---- EXERCISE MATERIAL

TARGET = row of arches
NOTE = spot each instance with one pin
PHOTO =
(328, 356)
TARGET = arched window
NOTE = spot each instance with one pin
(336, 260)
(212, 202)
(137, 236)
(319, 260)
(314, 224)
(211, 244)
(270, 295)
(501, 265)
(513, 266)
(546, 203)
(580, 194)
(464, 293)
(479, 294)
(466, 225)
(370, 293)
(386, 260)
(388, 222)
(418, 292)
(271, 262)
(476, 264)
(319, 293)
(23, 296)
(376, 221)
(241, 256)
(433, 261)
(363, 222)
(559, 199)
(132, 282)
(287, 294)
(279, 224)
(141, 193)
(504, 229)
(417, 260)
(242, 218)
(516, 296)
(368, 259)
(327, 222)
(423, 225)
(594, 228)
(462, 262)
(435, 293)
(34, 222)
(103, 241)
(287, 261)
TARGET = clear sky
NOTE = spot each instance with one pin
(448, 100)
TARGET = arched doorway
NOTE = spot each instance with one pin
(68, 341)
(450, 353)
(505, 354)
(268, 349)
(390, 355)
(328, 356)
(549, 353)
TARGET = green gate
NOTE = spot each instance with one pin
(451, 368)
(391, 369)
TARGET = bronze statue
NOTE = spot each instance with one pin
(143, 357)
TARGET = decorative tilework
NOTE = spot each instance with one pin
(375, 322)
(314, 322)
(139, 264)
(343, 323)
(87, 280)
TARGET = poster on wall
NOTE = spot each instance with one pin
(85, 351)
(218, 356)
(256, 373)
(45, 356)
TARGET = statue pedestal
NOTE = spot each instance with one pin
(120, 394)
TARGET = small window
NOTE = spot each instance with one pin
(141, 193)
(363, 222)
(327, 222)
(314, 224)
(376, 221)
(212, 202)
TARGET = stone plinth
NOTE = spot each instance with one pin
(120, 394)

--------

• [TASK GOAL]: Copy every line of the data above, changing nothing.

• [THE RESULT]:
TARGET = row of arches
NOTE = spot each instance with one pin
PHOTO =
(328, 356)
TARGET = arched window
NOTE = spot each instance with one pin
(336, 260)
(212, 202)
(137, 236)
(319, 260)
(314, 224)
(211, 244)
(270, 295)
(501, 265)
(513, 266)
(546, 203)
(580, 194)
(464, 293)
(479, 294)
(466, 225)
(370, 293)
(386, 260)
(388, 222)
(418, 292)
(271, 262)
(476, 264)
(319, 293)
(23, 296)
(376, 221)
(241, 256)
(433, 261)
(363, 222)
(559, 199)
(132, 282)
(287, 294)
(279, 224)
(141, 193)
(504, 229)
(417, 260)
(242, 218)
(516, 296)
(368, 259)
(327, 222)
(423, 225)
(594, 228)
(462, 262)
(435, 293)
(34, 222)
(103, 241)
(287, 261)
TARGET = clear sky
NOTE = spot each instance with one pin
(448, 100)
TARGET = arched doorway
NOTE = spot each instance with one pin
(68, 341)
(450, 353)
(505, 354)
(268, 349)
(390, 355)
(328, 356)
(549, 353)
TARGET = green gate
NOTE = spot each instance with one pin
(451, 368)
(391, 369)
TARGET = bronze statue
NOTE = spot each instance with one pin
(143, 357)
TARGET = decorative tilework
NOTE = spot each instance with one pin
(375, 322)
(314, 322)
(139, 264)
(343, 323)
(87, 280)
TARGET = poster on wall
NOTE = spot each instance with one pin
(85, 351)
(218, 356)
(256, 373)
(45, 356)
TARGET = statue pedestal
NOTE = spot each instance with one pin
(120, 394)
TARGET = small window
NOTE = spot each instance with one pin
(141, 193)
(363, 222)
(327, 222)
(314, 224)
(376, 221)
(212, 202)
TARGET = stone plinth
NOTE = spot each instance with one pin
(120, 394)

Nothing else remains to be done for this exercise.